[Collected data]
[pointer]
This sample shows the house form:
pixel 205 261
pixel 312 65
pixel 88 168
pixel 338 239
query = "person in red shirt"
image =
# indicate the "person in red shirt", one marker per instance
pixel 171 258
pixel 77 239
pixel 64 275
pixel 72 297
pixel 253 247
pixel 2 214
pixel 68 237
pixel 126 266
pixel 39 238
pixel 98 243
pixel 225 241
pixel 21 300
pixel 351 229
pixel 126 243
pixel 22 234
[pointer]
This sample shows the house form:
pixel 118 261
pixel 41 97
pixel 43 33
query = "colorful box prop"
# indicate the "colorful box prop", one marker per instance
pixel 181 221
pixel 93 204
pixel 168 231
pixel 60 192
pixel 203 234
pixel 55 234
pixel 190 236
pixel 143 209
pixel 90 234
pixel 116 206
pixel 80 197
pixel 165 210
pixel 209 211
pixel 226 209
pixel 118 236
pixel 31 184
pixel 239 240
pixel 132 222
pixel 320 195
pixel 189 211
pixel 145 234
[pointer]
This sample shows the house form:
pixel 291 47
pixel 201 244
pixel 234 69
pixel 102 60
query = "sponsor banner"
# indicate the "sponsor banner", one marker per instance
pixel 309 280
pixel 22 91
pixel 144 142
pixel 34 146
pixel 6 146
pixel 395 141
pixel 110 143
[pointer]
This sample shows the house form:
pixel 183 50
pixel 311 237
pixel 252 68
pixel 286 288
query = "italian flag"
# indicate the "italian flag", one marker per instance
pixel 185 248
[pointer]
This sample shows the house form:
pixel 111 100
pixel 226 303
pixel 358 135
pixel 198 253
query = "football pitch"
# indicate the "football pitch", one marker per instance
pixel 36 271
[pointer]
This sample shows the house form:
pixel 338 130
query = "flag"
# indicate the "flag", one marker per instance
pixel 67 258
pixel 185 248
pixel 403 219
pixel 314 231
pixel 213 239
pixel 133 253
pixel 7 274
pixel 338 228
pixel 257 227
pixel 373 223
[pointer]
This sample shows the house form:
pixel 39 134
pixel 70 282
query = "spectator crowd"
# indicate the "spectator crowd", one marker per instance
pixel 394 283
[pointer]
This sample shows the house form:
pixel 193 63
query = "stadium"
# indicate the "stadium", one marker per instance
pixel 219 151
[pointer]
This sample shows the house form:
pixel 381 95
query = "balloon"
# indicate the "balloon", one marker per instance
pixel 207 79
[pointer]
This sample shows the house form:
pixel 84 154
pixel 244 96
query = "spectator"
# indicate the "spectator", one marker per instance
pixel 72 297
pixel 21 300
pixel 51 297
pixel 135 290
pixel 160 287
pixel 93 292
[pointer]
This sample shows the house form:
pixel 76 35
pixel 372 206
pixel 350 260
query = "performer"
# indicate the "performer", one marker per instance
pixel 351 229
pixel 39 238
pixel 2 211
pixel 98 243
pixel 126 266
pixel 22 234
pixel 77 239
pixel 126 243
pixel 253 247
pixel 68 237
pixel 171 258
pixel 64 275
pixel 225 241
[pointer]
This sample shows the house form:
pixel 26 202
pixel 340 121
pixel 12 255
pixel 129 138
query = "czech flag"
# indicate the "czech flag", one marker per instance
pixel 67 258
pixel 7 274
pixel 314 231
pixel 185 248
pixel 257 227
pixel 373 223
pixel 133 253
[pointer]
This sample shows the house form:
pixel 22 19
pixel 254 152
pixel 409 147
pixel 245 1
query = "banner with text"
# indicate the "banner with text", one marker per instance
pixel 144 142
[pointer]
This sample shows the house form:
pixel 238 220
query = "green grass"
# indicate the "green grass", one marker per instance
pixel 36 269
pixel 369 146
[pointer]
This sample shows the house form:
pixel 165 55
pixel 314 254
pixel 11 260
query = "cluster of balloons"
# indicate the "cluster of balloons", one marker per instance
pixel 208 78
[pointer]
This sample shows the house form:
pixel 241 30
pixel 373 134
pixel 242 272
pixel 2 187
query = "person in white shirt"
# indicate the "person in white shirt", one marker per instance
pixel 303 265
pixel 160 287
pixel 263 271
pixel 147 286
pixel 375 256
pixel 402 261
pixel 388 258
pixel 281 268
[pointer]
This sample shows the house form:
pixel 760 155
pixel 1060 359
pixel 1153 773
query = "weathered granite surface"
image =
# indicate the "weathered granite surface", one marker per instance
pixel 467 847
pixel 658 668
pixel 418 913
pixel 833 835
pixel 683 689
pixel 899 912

◆ **TASK PROMPT**: Copy out exactly the lines between the line with "pixel 26 202" and the last line of the entries, counting both of those lines.

◆ **RESPONSE AREA**:
pixel 26 202
pixel 340 121
pixel 12 255
pixel 129 138
query = "czech flag"
# indicate the "czech flag", one marker per instance
pixel 67 258
pixel 7 274
pixel 314 231
pixel 185 248
pixel 257 227
pixel 373 223
pixel 133 253
[pointer]
This sample shows the house form:
pixel 22 19
pixel 254 152
pixel 409 147
pixel 245 1
query = "banner with text"
# indicate the "banner with text", one marker per instance
pixel 144 142
[pointer]
This sample shows the house form:
pixel 238 220
query = "green grass"
# indicate the "green grass", one marker per instance
pixel 36 269
pixel 369 146
[pointer]
This sample shows the house form:
pixel 165 55
pixel 314 254
pixel 11 260
query = "cluster of balloons"
# indicate the "cluster of balloons", one marker per instance
pixel 208 78
[pointer]
This sample shows the house form:
pixel 241 30
pixel 373 134
pixel 242 272
pixel 2 187
query = "person in white shirt"
# indicate the "person in white shirt", one marker per instance
pixel 303 265
pixel 160 287
pixel 263 271
pixel 147 286
pixel 375 256
pixel 402 261
pixel 388 258
pixel 281 268
[pointer]
This sample shows the house form:
pixel 760 155
pixel 1060 359
pixel 1153 773
query = "weathered granite surface"
image =
# indicate the "weathered granite surface", one marker per instance
pixel 467 847
pixel 658 668
pixel 418 913
pixel 833 835
pixel 683 689
pixel 899 912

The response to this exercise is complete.